▶ _Task directions_: Nothing in the records below should be altered when they are retyped.

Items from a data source
▶

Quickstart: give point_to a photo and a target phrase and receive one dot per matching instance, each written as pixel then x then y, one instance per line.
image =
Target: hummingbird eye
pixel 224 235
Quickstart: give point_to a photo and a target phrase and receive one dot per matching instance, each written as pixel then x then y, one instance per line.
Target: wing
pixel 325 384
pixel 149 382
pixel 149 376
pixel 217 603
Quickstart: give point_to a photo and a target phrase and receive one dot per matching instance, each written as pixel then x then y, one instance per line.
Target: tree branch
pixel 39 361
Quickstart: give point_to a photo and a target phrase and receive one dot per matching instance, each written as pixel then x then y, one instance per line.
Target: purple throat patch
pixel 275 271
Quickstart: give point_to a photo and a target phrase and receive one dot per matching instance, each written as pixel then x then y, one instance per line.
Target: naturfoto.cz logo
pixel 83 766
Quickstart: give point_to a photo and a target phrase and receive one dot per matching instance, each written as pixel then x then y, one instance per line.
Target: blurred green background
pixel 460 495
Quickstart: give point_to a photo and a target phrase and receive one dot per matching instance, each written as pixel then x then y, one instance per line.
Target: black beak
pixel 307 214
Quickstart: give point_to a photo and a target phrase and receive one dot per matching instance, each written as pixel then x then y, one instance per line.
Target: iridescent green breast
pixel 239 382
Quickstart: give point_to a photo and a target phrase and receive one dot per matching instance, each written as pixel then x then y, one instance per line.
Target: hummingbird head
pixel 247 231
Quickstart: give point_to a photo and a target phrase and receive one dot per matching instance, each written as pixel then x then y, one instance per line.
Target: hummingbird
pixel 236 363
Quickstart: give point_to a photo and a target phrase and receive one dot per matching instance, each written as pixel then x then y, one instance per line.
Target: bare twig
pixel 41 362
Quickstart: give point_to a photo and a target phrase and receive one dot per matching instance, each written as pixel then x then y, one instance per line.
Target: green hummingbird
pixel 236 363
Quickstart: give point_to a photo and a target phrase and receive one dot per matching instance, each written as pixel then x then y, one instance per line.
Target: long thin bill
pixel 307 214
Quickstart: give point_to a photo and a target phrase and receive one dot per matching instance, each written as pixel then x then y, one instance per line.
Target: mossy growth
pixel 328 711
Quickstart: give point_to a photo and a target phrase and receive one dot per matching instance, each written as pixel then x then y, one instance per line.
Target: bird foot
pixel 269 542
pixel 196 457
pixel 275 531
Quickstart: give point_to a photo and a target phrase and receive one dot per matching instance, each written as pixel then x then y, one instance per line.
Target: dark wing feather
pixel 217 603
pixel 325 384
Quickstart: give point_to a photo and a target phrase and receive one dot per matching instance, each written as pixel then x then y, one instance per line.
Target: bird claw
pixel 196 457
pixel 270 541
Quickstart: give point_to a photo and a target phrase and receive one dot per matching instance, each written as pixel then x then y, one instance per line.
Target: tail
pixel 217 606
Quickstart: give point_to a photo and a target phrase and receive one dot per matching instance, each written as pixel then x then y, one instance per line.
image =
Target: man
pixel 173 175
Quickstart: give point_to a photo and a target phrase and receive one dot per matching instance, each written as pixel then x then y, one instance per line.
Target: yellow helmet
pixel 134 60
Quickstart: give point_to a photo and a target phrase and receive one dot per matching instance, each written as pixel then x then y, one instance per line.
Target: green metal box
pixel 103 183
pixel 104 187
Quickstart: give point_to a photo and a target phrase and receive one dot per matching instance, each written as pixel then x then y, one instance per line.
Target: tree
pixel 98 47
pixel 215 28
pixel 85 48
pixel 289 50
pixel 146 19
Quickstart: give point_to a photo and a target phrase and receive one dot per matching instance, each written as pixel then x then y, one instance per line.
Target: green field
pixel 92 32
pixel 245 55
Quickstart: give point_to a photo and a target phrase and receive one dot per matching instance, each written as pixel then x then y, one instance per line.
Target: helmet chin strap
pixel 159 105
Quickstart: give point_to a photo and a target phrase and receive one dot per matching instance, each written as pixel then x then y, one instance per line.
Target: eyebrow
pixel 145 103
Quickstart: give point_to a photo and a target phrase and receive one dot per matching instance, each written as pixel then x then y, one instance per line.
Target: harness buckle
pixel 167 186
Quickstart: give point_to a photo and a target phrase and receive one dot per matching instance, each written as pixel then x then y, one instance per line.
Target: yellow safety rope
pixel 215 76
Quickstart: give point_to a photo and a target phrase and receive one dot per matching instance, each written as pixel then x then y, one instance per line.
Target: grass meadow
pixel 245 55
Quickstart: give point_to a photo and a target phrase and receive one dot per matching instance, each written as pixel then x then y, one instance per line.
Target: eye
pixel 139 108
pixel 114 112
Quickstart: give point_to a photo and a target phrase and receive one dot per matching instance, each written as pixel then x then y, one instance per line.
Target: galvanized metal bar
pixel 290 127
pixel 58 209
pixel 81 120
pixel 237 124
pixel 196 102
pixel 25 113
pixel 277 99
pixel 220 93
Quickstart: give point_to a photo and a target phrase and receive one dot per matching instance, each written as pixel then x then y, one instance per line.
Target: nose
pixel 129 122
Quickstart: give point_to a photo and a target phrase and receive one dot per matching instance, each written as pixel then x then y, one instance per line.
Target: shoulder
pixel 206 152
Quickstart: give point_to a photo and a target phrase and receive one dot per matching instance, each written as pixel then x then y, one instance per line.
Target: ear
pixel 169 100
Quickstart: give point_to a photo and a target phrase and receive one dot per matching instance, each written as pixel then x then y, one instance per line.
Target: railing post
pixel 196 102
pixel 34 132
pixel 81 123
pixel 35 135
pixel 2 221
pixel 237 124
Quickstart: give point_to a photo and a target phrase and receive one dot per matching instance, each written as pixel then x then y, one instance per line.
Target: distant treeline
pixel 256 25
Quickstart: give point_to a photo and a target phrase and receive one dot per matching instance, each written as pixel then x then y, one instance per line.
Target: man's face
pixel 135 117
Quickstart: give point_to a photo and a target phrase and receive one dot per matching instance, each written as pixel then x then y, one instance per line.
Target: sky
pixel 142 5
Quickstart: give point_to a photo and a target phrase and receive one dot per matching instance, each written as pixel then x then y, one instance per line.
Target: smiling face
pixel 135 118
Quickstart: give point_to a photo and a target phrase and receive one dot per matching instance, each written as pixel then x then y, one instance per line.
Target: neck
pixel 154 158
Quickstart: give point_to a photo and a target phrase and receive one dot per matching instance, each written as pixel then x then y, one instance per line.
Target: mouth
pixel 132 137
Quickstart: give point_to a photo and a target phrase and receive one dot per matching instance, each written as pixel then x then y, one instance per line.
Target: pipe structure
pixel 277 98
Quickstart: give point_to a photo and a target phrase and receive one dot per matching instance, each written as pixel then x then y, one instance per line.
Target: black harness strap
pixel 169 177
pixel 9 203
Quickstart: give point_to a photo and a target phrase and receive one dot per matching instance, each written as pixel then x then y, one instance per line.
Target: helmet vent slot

◀

▶ _Answer space_:
Quickstart: give point_to a photo and a target phrase and receive one dot per matching instance, each written as pixel then x then y, one instance per line.
image =
Target: hummingbird eye
pixel 224 235
Quickstart: give point_to a photo and a target phrase and receive one dot per matching instance, each written as pixel then x then y, one instance per line.
Target: wing
pixel 325 384
pixel 149 382
pixel 149 376
pixel 217 603
Quickstart: give point_to a photo and a target phrase and receive one dot per matching instance, each written as pixel then x then y, one instance per line.
Target: tree branch
pixel 39 361
Quickstart: give point_to a photo and a target phrase and receive one dot per matching instance, each written as pixel then x then y, one instance per line.
Target: purple throat patch
pixel 275 271
Quickstart: give point_to a photo and a target phrase and receive one dot per matching instance, each written as pixel then x then y, one instance per line.
Target: naturfoto.cz logo
pixel 83 766
Quickstart: give point_to a photo and a target phrase and receive one dot per matching instance, each written as pixel then x then y, one instance per line.
Target: blurred green background
pixel 460 495
Quickstart: give point_to a photo and a target phrase and receive one dot per matching instance, each written as pixel then x then y, one instance per line.
Target: black beak
pixel 307 214
Quickstart: give point_to a photo and a target phrase and receive one dot per matching instance, each written as pixel then x then y, one instance per line.
Target: iridescent green breast
pixel 239 382
Quickstart: give point_to a photo and a target phrase and receive one dot per matching instance, each written as pixel then x then y, one instance per line.
Target: hummingbird head
pixel 247 231
Quickstart: give point_to a photo and a target phrase and receive one dot per matching instance, each written as pixel then x then y, one instance per line.
Target: hummingbird
pixel 236 363
Quickstart: give point_to a photo and a target phrase and receive one dot per matching instance, each written as pixel then x then y, one instance per line.
Target: bare twig
pixel 41 362
Quickstart: give point_to a photo and a target phrase and receive one dot per matching instance, each written as pixel then x then y, one instance per line.
Target: green hummingbird
pixel 236 363
Quickstart: give point_to a photo and a target phrase and receive one dot per matching instance, each written as pixel then x then y, one instance per line.
Target: long thin bill
pixel 307 214
Quickstart: give point_to a photo and a target phrase and receive one dot per matching instance, each written as pixel then x then y, one instance per line.
Target: mossy growth
pixel 328 711
Quickstart: give point_to a photo and a target phrase and receive one dot per matching instance, each written as pixel then x then y, one instance per line.
Target: bird foot
pixel 269 542
pixel 196 457
pixel 275 531
Quickstart: give point_to a photo and a target phrase and receive one dot per matching instance, each written as pixel then x then y, one instance per line.
Target: dark wing feather
pixel 217 603
pixel 325 384
Quickstart: give point_to a photo and a target phrase and receive one dot per matching instance, each written as pixel then x then y, one instance per line.
Target: bird claw
pixel 196 457
pixel 270 541
Quickstart: give point_to a photo and a target phrase and receive one dot per matching instance, each written as pixel then x then y, one instance per line.
Target: tail
pixel 217 606
Quickstart: give point_to a photo and a target phrase and receive one dot per matching instance, each written as pixel then x then y, one instance per line.
image =
Target: man
pixel 173 175
Quickstart: give point_to a photo and a target phrase and receive one dot per matching instance, each written as pixel then x then y, one instance per line.
Target: yellow helmet
pixel 134 60
Quickstart: give point_to a photo and a target phrase and receive one dot per matching instance, each written as pixel then x then y, one instance per line.
Target: green metal box
pixel 103 183
pixel 104 187
Quickstart: give point_to a photo and a target phrase and receive one dot per matching instance, each written as pixel then x then y, one instance per line.
Target: tree
pixel 98 47
pixel 215 28
pixel 85 48
pixel 289 50
pixel 146 19
Quickstart: give point_to a photo and a target phrase and receive one dot per matching instance, each written as pixel then x then y, one instance per line.
Target: green field
pixel 92 32
pixel 245 55
Quickstart: give point_to a photo and a target phrase and receive one dot per matching instance, each written as pixel then x then y, one instance per line.
Target: helmet chin strap
pixel 159 105
Quickstart: give point_to a photo and a target phrase and receive one dot per matching instance, each written as pixel then x then y, one instance per line.
Target: eyebrow
pixel 145 103
Quickstart: give point_to a photo and a target phrase and receive one dot per matching instance, each written as pixel then x then y, one instance per line.
Target: harness buckle
pixel 167 186
Quickstart: give point_to a photo and a target phrase and receive one dot per matching instance, each written as pixel then x then y, one instance per line.
Target: yellow safety rope
pixel 215 76
Quickstart: give point_to a photo and a target phrase and receive one dot per matching instance, each written as pixel then x then y, one instance per line.
Target: grass meadow
pixel 245 55
Quickstart: give point_to a photo and a target phrase and receive one dot per matching instance, each written as pixel then x then y, one instance per line.
Target: eye
pixel 139 108
pixel 114 112
Quickstart: give point_to a photo and a target phrase and receive one dot per matching instance, each written as pixel then x then y, one instance per line.
Target: galvanized metal bar
pixel 290 127
pixel 58 209
pixel 81 120
pixel 237 124
pixel 196 102
pixel 25 113
pixel 277 99
pixel 220 93
Quickstart: give point_to a photo and a target phrase and receive one dot per matching instance, each written as pixel then x then y, one instance per line.
Target: nose
pixel 129 122
Quickstart: give point_to a photo and a target phrase and receive one dot per matching instance, each written as pixel then x then y, one instance per line.
Target: shoulder
pixel 206 152
Quickstart: give point_to a photo and a target phrase and receive one dot per matching instance, each written as pixel then x then y, one instance per line.
Target: ear
pixel 169 100
Quickstart: give point_to a photo and a target phrase and receive one dot per matching instance, each written as pixel then x then y, one instance per line.
Target: railing post
pixel 196 102
pixel 34 132
pixel 81 123
pixel 35 135
pixel 2 221
pixel 237 124
Quickstart: give point_to a photo and a target phrase and receive one dot per matching instance, each written as pixel then x then y, one instance per line.
Target: distant treeline
pixel 256 25
Quickstart: give point_to a photo and a target phrase and receive one dot per matching instance, each written as pixel then x then y, one instance per line.
Target: man's face
pixel 135 117
Quickstart: give point_to a photo and a target phrase and receive one dot per matching instance, each written as pixel then x then y, one instance per line.
Target: sky
pixel 142 5
Quickstart: give point_to a photo and a target phrase and receive one dot per matching instance, each written as pixel then x then y, one instance per line.
Target: smiling face
pixel 135 118
Quickstart: give point_to a photo and a target phrase and receive one dot per matching instance, each written as pixel then x then y, one instance per line.
Target: neck
pixel 154 158
Quickstart: give point_to a photo and a target phrase and receive one dot per matching instance, each written as pixel then x then y, one instance per line.
Target: mouth
pixel 132 137
Quickstart: give point_to a photo and a target phrase and receive one dot per matching instance, each written as pixel then x then y, one instance per line.
Target: pipe structure
pixel 277 98
Quickstart: give point_to a photo and a target phrase and receive one dot per matching instance, each written as pixel then x then y, one instance per line.
Target: black harness strap
pixel 169 177
pixel 9 203
Quickstart: give point_to a photo and a target phrase and receive one dot per matching instance, each written as pixel then x then y, one instance per line.
Target: helmet vent slot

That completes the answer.